WHAT THE TASK REQUIRES ::
Please say whether each statement below agrees with the article on TSX stocks, answering yes or no and quoting the deciding words: (a) Ballard Power Systems dropped to $7.65 in the March market sell-off. (b) COVID-19 appreciably affected Ballard's employees and operations. (c) Ballard's cash reserves rose by 4% compared with the same period last year.

EXERCISE PASSAGE ::
Investing is not as hard as it seems. There are great stocks to buy on the Toronto Stock Exchange. As dangerous as it may seem to invest in the stock market during uncertain economic times, this is actually the best time to buy.
You can find great deals right now in the stock market. In addition, it already seems like investing has become more bullish. Right now is therefore the time to buy before some of this year’s laggards gain more steam.
Here are two great stocks to buy on the TSX. If you don’t already own them, you should definitely start researching and thinking about picking up some shares.
A strong stock to buy
Ballard Power Systems (TSX:BLDP)(NASDAQ:BLDP) fell to $7.65 during the March market sell-off before rising to a 52-week high of $29.20. As of Friday, investors are trading the stock for $26.87 per share.
Ballard Power Systems develops fuel cell products including those for unmanned aerial vehicles (UAV). It also serves the automotive, railroad, and public transportation industries. Ballard recently announced the third quarter of 2020 earnings on November 5.
Some companies are experiencing indirect bottom-line impacts from the COVID-19 pandemic and it seems like Ballard Power Systems may fall into this category. P resident & CEO Randy MacEwen had this to say about the impact of the health crisis on the firm’s businesses.
“While Ballard’s employees and operations have not been appreciably impacted by COVID-19 to this point, as previously communicated, delays in end market deployments and customer orders are nonetheless impacting our 2020 revenue and results. In Q3, Ballard delivered revenue of $25.6 million, gross margin of 19% and ending cash reserves of $361.7 million.”
Still, while Ballard Power may be experiencing some minor setbacks here or there due to the pandemic, the company is actually doing very well. This is one of the best stocks to buy on the TSX before the year ends.
Year to date, the firm grew both revenue and its cash reserves during the period. Total fuel cell products and services revenue grew by 4%. Moreover, cash reserves grew by 136% versus the same period last year.

LISTED RECORDS ::
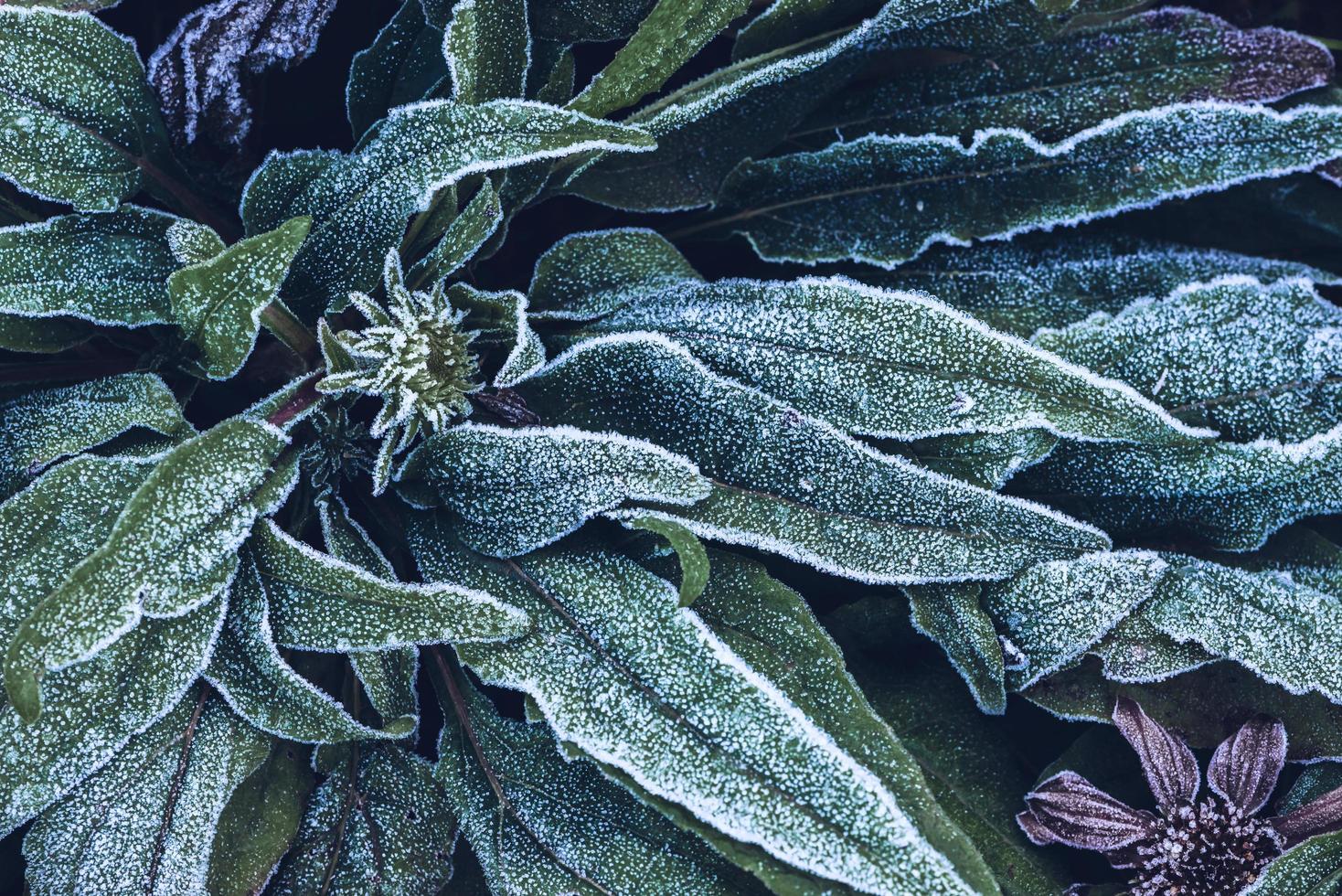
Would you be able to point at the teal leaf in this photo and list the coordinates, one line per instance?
(172, 549)
(883, 200)
(567, 478)
(360, 203)
(888, 365)
(320, 603)
(378, 820)
(106, 269)
(789, 485)
(80, 123)
(45, 425)
(146, 820)
(623, 672)
(254, 679)
(218, 302)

YOUR SOLUTION ::
(a) Yes: "fell to $7.65 during the March market sell-off"
(b) No: "While Ballard’s employees and operations have not been appreciably impacted by COVID-19 to this point"
(c) No: "cash reserves grew by 136% versus the same period last year"